Exact copy, pictures excluded: write out every line below.

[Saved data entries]
· · ·
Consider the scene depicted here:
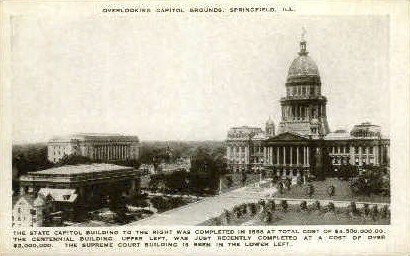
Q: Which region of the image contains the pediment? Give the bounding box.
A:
[266,132,310,142]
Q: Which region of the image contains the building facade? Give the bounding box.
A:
[226,35,390,178]
[47,133,141,163]
[12,195,50,227]
[19,164,142,210]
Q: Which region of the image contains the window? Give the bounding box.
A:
[355,147,359,154]
[369,147,373,154]
[18,208,21,213]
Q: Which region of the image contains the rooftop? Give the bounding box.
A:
[49,133,139,142]
[28,164,133,176]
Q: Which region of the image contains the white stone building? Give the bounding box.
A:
[47,133,141,163]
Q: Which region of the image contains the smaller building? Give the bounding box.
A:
[157,157,191,173]
[12,195,50,227]
[324,122,389,168]
[138,164,156,175]
[47,133,141,163]
[226,120,275,173]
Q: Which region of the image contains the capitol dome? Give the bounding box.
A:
[286,40,320,83]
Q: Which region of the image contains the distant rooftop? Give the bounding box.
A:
[49,133,139,142]
[28,164,133,176]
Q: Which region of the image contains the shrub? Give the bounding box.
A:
[370,205,379,220]
[327,202,335,212]
[284,178,291,190]
[281,200,288,212]
[271,174,279,185]
[258,199,266,208]
[224,210,231,224]
[349,201,358,215]
[268,200,276,211]
[263,210,273,224]
[362,203,370,216]
[296,176,303,186]
[277,182,284,194]
[300,201,307,211]
[380,205,389,219]
[305,184,315,198]
[313,200,321,210]
[327,185,335,197]
[250,203,257,215]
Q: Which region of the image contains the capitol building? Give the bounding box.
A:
[226,35,390,178]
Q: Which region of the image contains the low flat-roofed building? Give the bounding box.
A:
[47,133,141,163]
[19,164,141,208]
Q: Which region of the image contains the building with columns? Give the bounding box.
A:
[47,133,141,163]
[225,35,389,178]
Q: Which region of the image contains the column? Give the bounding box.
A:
[245,146,249,165]
[349,145,355,165]
[290,146,293,165]
[267,147,270,164]
[263,147,266,164]
[386,145,389,165]
[374,145,378,165]
[283,146,286,165]
[366,146,370,165]
[238,146,242,164]
[359,146,363,166]
[276,147,280,165]
[307,147,310,166]
[271,147,274,165]
[296,146,299,165]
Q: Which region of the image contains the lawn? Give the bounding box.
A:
[201,203,390,226]
[278,178,390,203]
[245,205,390,226]
[219,173,261,193]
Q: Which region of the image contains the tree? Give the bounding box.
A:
[327,202,335,212]
[55,154,92,166]
[327,185,335,197]
[281,200,288,212]
[349,166,388,196]
[241,172,247,186]
[189,146,223,194]
[150,196,170,213]
[164,170,188,194]
[300,201,307,211]
[226,176,234,188]
[277,182,284,194]
[284,178,291,190]
[128,192,149,208]
[305,184,315,198]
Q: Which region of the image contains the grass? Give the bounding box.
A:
[247,205,390,225]
[279,178,390,203]
[219,173,261,193]
[201,204,390,226]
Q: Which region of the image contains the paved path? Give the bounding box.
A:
[128,181,274,226]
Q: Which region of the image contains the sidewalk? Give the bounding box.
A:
[128,180,273,226]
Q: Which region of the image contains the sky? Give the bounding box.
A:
[11,14,389,143]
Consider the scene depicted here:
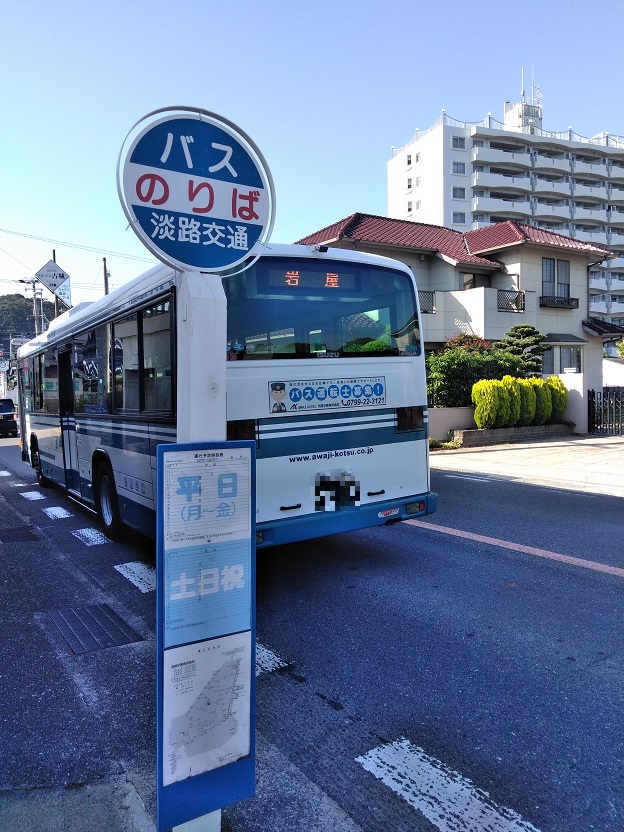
· · ·
*Response box*:
Consider the scene depicted here:
Q: Which region of the image contains the pediment? Give the bounding box.
A:
[266,132,310,142]
Q: Which region of the image contains the building facade? Give the bounding box.
A:
[226,35,390,178]
[47,133,141,163]
[12,195,50,227]
[19,164,142,210]
Q: Which region of the image contains the window? Give the bounding box.
A:
[355,147,359,154]
[369,147,373,154]
[18,208,21,213]
Q: Which region of the image contains the rooftop? Give the bounding box.
A:
[49,133,139,142]
[28,164,133,176]
Q: Which region of the image contains the white stone building? Give the bounding box.
A:
[47,133,141,163]
Q: Which region of the image contains the smaller building? Give the bounding box.
A:
[157,157,191,173]
[12,195,50,227]
[324,122,389,168]
[138,164,156,175]
[47,133,141,163]
[226,120,275,173]
Q: Which region of the image contains the capitol dome? Give the bounding box.
A:
[286,40,320,83]
Q: Which region of the image contains the distant rooftop? Give the bounding box.
A:
[49,133,139,142]
[28,164,133,176]
Q: Which region of the image contains the shrub? Give the bounding box.
A:
[370,205,379,220]
[327,202,335,212]
[284,178,291,190]
[281,200,288,212]
[271,174,279,185]
[258,199,266,208]
[224,210,231,224]
[349,201,358,215]
[268,200,276,211]
[263,210,273,224]
[362,203,370,216]
[296,176,303,186]
[277,182,284,194]
[300,201,307,211]
[380,205,389,219]
[305,184,315,198]
[313,200,321,210]
[327,185,335,197]
[250,203,257,215]
Q: Which region of the image contains the capitol building? Give the bounding box.
A:
[226,35,390,178]
Q: Which region of the image contains the low flat-roofed building? Give the bounding box.
A:
[47,133,141,163]
[19,164,141,208]
Q: Which region of the image contains the building with columns? Give the bounding box.
A:
[47,133,141,163]
[225,35,389,178]
Q: Which region of the image contains the column? Give the bounding box.
A:
[245,146,249,165]
[349,145,355,165]
[290,146,293,165]
[267,147,270,164]
[263,147,266,164]
[386,145,389,165]
[374,145,378,165]
[283,146,286,165]
[366,146,370,165]
[238,146,242,164]
[359,146,363,166]
[276,147,280,165]
[307,147,310,166]
[271,147,274,165]
[296,146,299,165]
Q: Which region of the image contains the lawn? Give the bounding box.
A:
[201,203,390,226]
[278,178,390,203]
[245,205,390,226]
[219,173,261,193]
Q: Which region of the image contains the tree? Give the bounding box.
A:
[327,202,335,212]
[55,154,92,166]
[327,185,335,197]
[281,200,288,212]
[349,166,388,196]
[241,172,247,186]
[189,146,223,194]
[150,196,170,213]
[164,170,188,194]
[300,201,307,211]
[226,176,234,188]
[277,182,284,194]
[284,178,291,190]
[128,192,149,208]
[305,184,315,198]
Q: Which region of the image contains the grass? Give the bounding box.
A:
[247,205,390,225]
[279,178,390,203]
[219,173,261,193]
[201,204,390,226]
Q: Which region of the image contains the paved path? Give the bounding box.
A:
[128,181,274,226]
Q: Which region of the image contains the sidewalk? Give the bounding box.
A:
[128,180,273,226]
Q: Which region of the image contains the sky? Give the bounding box.
A:
[11,14,389,143]
Consider the scene depicted here:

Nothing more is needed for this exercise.